──────── Texto para leitura

Trata-se do livro “Ideias Geniais”, de Surendra Verma.  Ele aborda (pelo menos tenta) princípios, teorias, leis e princípios científicos – do Teorema de Pitágoras à Teoria de Tudo, mas de uma forma muito superficial – é uma blasfêmia falar do “Principia” em uma única página. Mas pela minha fixação no assunto e carinho pela minha adorável madrinha, li o livro inteiro. E eis que deparo com “A Navalha de Ocam”, um princípio que remonta do século 14 e resumidamente diz que “Entidades não devem ser multiplicadas desnecessariamente”, que serviu de inspiração para, entre outras aplicações, o princípio KISS.

Isaac Newton - Principia
Isaac Newton – Principia

O princípio KISS – de “Keep It Simple, Stupid” – postula que a simplicidade deve ser a palavra de ordem em projetos (de engenharia civil, elétrica, mecânica ou computacional) e que complexidades devem ser evitadas.

Em desenvolvimento de software, arquitetura de sistemas, modelagem de dados, design de websites, enfim, em qualquer segmento, esse princípio deve ser lembrado – aliás, é um mantra que repito para as equipes que lidero.

São inúmeros os exemplos que podemos apresentar para ilustrar os benefícios e aplicabilidades do principio KISS, a saber:

  • No paradigma procedural, temos o uso de bibliotecas com funções e procedures pequenas e SIMPLES reutilizáveis
  • O simples uso de CSS em um website
  • Acredito que a própria orientação a objetos foi motivada pelo principio KISS

Caros colegas, simplicidade está longe de ser sinônimo de facilidade; alias é exatamente o oposto: soluções simples são EUREKAS de criatividade e genialidade.

────────────────

▶ _O que fazer_:
Quais ramos da engenharia o texto sobre o princípio KISS menciona como tipos de projeto em que a simplicidade deve ser a palavra de ordem? Enumere todos. A listagem que vem a seguir provém de outra fonte.

──────── Dados

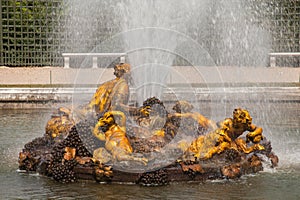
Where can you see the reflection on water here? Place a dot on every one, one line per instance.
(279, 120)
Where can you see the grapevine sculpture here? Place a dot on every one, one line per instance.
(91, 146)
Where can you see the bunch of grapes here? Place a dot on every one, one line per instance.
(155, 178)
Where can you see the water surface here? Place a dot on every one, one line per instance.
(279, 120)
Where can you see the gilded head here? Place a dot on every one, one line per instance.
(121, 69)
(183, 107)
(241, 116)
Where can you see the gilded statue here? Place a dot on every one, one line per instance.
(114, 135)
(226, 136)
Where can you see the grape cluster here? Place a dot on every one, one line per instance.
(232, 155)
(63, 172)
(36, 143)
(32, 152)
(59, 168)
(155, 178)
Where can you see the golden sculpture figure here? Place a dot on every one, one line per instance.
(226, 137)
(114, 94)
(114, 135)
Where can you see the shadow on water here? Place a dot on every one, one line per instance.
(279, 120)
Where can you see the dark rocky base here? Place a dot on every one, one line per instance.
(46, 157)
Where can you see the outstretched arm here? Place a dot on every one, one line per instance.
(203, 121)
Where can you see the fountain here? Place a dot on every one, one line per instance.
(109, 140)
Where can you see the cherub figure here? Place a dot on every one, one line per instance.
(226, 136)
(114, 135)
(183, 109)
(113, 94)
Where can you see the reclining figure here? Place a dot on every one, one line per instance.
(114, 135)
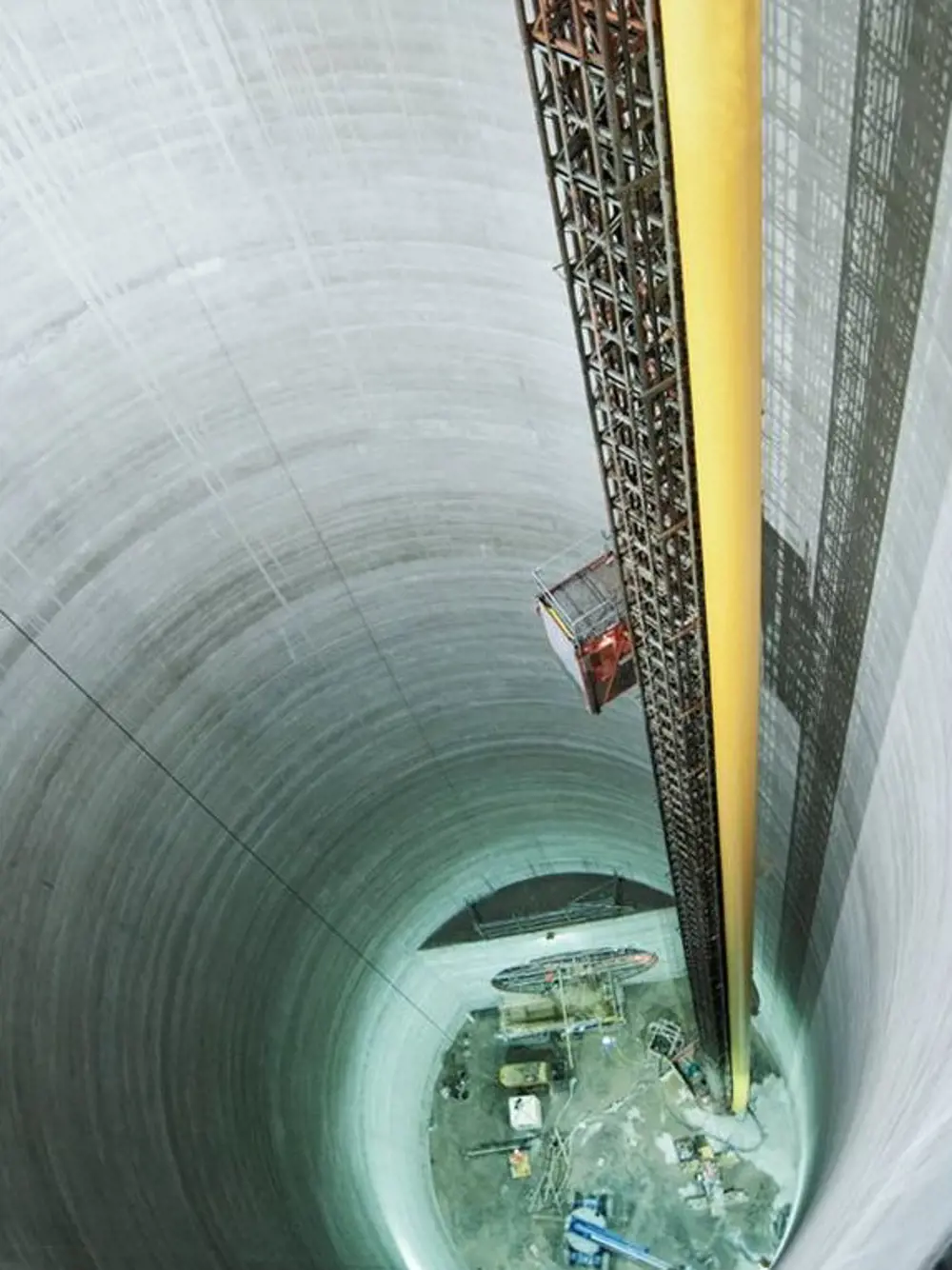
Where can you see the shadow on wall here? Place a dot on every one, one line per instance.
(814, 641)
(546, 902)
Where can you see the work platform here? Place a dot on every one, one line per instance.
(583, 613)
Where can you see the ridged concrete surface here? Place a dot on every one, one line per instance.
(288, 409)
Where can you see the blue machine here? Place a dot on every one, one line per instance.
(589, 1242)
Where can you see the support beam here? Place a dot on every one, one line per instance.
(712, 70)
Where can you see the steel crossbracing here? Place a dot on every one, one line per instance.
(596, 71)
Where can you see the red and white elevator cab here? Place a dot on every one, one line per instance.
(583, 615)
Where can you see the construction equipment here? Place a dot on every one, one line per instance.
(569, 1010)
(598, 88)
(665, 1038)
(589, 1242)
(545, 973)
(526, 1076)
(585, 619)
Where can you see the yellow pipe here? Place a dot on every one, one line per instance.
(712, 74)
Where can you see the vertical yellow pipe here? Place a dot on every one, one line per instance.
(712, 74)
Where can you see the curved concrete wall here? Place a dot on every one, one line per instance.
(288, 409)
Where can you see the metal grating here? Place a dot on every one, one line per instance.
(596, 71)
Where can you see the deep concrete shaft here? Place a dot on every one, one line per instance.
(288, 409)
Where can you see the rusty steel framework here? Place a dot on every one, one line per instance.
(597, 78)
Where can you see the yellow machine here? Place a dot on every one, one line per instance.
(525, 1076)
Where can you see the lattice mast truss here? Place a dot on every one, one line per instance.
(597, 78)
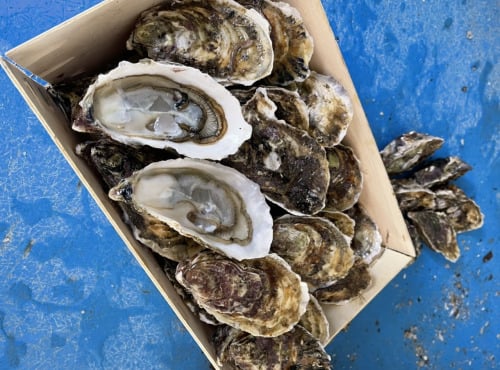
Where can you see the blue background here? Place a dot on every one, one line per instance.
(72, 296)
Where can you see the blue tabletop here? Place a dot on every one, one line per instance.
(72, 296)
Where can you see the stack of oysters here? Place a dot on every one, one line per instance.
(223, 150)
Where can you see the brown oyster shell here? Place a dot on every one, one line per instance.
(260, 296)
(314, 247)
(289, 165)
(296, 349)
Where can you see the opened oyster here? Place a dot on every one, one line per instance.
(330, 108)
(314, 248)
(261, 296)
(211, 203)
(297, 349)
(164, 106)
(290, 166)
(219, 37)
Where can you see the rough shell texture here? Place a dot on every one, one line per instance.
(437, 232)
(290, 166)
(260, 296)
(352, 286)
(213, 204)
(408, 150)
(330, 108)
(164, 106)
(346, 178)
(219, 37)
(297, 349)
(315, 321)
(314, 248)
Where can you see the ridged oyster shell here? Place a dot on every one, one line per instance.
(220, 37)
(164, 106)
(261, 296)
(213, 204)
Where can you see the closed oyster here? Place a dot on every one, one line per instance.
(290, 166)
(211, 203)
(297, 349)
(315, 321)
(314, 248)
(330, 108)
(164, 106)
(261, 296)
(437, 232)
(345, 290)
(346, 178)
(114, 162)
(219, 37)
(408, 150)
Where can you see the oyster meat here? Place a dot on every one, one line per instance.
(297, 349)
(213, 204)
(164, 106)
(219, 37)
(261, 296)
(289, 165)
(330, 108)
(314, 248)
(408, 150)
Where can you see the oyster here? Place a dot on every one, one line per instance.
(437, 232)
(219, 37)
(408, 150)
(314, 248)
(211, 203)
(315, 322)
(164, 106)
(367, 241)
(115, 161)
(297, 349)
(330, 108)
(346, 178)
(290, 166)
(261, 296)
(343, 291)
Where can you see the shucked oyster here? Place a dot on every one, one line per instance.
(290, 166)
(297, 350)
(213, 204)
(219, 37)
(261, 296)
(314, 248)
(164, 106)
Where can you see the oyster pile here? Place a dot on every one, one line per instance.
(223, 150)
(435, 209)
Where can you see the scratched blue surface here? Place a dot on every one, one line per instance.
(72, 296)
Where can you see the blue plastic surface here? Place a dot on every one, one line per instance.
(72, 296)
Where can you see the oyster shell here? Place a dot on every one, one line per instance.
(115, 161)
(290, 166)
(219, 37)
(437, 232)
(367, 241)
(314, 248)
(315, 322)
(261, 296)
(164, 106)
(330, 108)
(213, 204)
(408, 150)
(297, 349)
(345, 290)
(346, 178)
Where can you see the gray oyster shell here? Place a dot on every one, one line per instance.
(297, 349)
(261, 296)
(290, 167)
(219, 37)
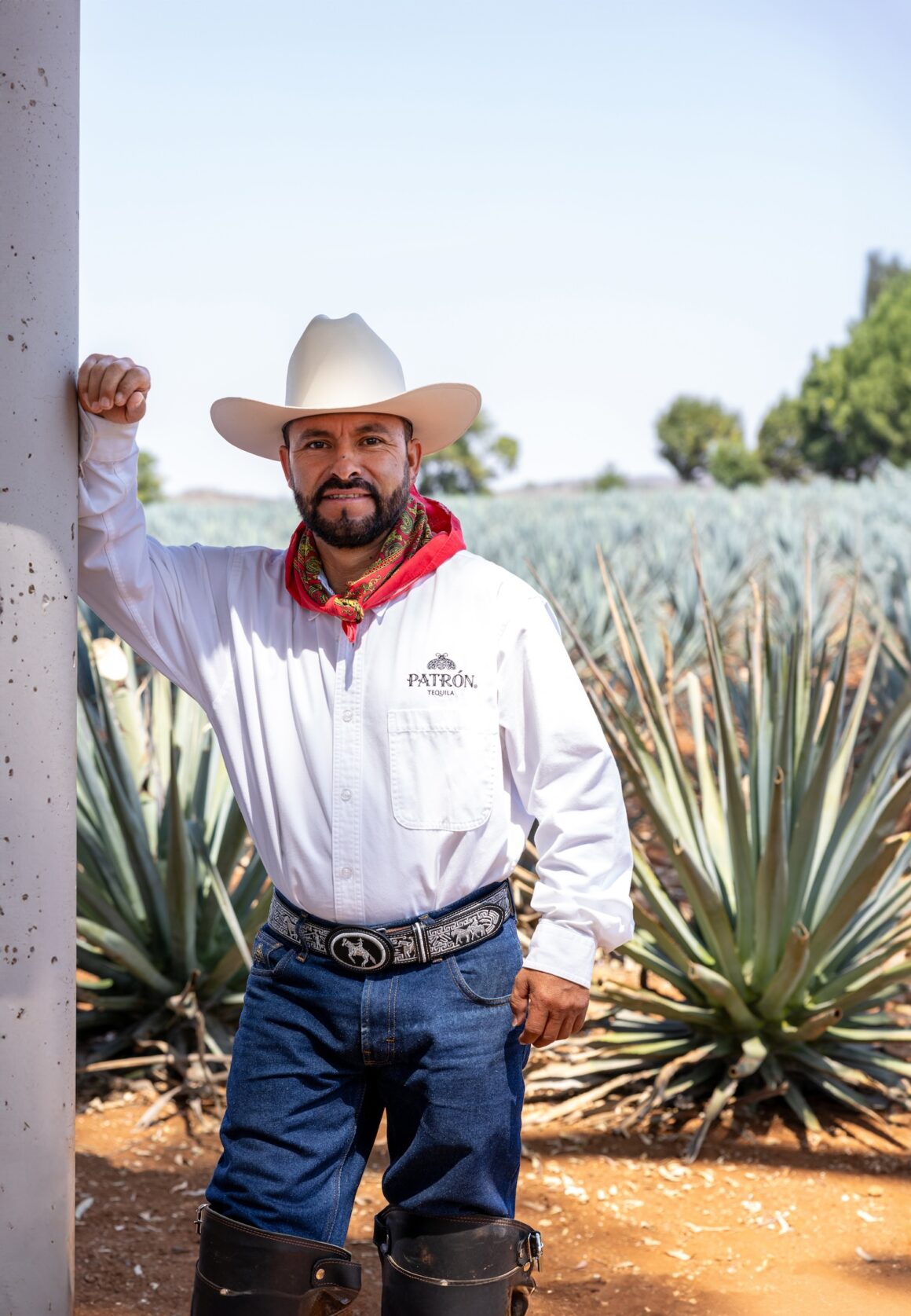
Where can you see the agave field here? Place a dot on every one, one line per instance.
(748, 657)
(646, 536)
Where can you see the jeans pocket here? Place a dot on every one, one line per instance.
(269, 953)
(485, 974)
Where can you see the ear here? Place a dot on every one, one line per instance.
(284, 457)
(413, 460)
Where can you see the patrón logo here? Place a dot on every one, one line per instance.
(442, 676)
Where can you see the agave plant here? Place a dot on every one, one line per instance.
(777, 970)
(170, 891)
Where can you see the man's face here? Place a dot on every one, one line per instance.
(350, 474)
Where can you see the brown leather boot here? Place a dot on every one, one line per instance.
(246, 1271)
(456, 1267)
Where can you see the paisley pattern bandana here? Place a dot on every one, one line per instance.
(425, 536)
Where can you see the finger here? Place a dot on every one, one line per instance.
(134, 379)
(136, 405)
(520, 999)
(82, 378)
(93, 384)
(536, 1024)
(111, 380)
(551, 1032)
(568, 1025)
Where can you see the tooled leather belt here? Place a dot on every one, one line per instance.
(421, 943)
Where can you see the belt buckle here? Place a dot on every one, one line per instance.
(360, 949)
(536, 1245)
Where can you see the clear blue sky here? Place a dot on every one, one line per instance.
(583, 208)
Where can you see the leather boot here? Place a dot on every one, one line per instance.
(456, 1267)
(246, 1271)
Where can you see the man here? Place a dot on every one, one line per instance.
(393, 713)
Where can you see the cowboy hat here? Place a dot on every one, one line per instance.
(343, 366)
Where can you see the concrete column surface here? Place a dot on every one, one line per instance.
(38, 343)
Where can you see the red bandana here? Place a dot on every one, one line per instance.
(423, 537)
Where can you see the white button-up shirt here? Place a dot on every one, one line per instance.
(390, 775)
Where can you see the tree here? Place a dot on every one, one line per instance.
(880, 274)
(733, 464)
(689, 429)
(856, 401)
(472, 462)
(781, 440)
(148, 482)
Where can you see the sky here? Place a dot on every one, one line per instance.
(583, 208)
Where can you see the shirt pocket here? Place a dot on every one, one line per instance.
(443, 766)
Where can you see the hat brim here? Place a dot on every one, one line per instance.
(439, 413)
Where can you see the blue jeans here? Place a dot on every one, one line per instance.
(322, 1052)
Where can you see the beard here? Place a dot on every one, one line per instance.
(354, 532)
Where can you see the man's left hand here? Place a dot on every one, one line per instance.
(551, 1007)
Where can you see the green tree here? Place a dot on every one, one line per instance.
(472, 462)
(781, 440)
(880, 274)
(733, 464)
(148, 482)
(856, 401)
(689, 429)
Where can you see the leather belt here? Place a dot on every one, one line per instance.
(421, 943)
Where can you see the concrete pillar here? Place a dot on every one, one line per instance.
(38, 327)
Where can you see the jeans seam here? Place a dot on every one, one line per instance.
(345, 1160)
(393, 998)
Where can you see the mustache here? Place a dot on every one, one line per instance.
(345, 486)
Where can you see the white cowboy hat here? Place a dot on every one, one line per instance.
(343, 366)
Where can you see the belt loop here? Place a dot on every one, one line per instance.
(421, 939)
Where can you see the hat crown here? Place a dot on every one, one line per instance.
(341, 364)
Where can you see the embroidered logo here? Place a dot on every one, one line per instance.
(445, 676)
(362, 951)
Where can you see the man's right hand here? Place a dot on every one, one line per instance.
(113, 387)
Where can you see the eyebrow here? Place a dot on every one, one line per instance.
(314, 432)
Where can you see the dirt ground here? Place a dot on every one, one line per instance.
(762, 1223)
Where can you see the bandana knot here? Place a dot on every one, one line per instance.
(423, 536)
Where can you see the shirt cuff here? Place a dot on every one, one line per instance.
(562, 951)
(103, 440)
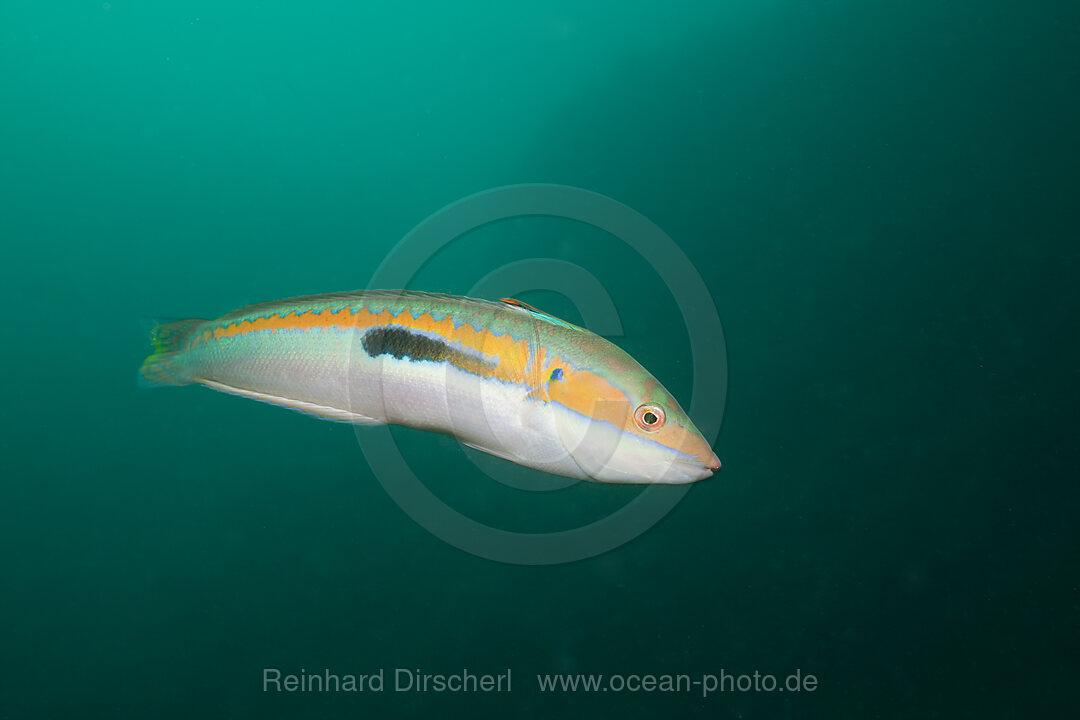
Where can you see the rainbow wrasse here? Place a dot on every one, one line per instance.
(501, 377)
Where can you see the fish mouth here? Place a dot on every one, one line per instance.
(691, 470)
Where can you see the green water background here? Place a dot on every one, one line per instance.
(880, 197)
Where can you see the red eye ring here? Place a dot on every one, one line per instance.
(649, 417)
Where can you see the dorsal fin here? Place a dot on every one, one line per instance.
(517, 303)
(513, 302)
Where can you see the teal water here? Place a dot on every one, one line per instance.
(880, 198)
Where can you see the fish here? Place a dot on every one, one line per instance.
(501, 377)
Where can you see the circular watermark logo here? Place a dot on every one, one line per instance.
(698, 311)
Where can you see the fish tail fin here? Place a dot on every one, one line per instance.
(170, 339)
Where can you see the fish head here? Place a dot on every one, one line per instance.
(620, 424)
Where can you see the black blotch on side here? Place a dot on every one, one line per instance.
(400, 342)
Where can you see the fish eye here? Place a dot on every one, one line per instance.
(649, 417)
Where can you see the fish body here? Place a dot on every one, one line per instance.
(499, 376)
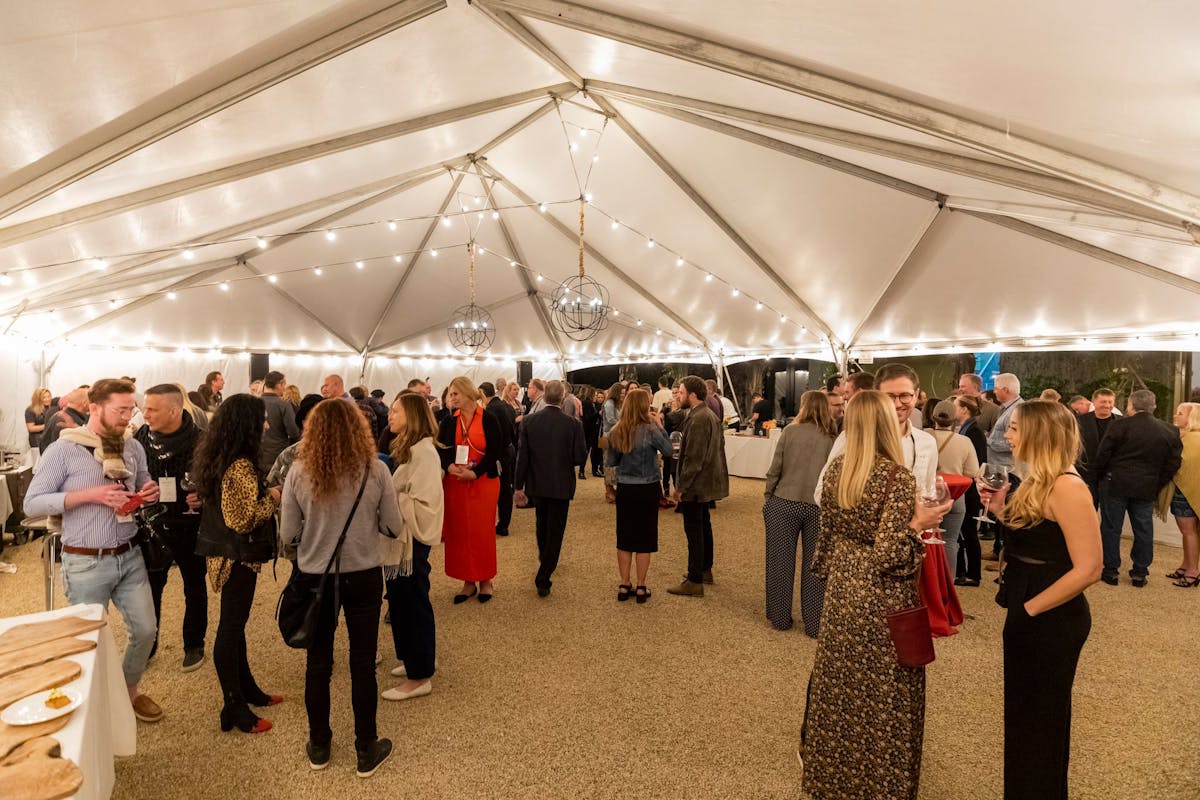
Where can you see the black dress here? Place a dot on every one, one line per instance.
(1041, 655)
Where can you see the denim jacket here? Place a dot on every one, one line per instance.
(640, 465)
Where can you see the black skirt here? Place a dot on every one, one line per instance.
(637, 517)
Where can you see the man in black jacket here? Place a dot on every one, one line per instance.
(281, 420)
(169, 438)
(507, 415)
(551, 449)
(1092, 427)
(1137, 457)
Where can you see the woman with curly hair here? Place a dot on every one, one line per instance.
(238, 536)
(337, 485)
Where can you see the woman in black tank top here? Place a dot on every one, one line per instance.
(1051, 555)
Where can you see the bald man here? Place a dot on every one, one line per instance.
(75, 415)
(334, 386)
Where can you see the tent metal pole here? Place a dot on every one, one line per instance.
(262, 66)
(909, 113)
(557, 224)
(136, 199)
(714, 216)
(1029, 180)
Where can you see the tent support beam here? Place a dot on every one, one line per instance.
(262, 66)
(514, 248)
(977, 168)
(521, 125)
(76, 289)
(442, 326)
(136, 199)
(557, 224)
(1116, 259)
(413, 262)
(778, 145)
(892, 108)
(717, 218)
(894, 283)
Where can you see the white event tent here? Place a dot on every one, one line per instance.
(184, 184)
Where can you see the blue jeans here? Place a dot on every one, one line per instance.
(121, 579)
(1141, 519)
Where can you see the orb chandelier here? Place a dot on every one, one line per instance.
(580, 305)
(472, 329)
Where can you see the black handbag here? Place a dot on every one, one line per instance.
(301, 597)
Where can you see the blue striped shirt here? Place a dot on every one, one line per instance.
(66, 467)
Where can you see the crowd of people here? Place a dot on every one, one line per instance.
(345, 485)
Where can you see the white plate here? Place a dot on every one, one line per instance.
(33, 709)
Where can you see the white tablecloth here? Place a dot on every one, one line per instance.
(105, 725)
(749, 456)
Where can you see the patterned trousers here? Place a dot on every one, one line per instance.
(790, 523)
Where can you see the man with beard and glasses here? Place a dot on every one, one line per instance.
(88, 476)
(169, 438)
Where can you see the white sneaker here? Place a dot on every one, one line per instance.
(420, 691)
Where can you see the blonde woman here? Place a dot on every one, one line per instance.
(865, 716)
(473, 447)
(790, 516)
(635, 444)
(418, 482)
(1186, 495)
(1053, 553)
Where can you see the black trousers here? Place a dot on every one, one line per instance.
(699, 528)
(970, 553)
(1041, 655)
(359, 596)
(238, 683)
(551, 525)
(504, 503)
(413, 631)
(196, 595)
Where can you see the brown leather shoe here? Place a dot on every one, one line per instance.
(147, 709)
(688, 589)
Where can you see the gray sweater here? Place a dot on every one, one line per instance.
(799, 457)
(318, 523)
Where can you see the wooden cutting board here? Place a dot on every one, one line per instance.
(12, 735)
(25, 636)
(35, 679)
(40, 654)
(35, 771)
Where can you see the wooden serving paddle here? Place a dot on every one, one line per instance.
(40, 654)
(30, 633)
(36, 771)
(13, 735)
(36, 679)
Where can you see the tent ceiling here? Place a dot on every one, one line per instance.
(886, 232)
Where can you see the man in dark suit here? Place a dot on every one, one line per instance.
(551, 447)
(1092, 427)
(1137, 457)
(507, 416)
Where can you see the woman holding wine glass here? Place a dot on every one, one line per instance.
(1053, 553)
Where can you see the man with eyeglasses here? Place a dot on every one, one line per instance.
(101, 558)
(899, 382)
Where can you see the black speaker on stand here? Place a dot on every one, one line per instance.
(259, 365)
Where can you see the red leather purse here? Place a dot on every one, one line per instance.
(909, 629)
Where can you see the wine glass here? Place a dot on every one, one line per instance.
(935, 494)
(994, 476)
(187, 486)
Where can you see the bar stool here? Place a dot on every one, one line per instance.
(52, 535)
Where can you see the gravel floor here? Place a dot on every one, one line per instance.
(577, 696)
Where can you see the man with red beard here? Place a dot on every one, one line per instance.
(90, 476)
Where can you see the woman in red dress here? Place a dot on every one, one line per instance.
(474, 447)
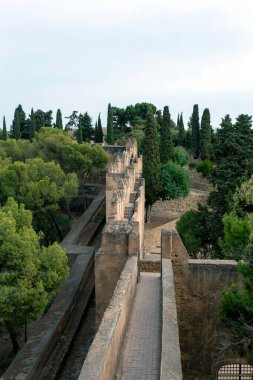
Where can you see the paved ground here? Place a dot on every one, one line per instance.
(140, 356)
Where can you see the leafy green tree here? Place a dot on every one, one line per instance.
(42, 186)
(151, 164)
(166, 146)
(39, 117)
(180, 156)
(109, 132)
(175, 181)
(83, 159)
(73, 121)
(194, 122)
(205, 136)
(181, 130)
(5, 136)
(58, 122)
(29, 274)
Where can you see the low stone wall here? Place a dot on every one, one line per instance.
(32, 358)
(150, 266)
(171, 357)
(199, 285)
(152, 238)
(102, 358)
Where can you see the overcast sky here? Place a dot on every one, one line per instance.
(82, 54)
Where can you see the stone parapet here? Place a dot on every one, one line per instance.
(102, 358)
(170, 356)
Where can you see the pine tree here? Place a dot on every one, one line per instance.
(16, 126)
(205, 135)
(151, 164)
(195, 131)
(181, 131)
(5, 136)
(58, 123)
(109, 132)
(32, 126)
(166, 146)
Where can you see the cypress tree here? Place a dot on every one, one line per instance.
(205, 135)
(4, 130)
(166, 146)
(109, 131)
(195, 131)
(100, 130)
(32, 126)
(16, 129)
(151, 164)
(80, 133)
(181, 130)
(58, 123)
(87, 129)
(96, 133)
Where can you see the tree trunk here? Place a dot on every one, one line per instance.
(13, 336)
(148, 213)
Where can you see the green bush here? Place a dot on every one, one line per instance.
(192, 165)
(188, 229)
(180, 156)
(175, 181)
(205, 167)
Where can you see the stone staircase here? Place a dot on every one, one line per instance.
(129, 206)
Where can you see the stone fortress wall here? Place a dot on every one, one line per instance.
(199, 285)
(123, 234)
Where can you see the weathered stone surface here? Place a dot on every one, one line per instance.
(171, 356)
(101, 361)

────────────────

▶ _Resposta da tarefa_:
Engenharia civil, engenharia elétrica, engenharia mecânica e engenharia computacional.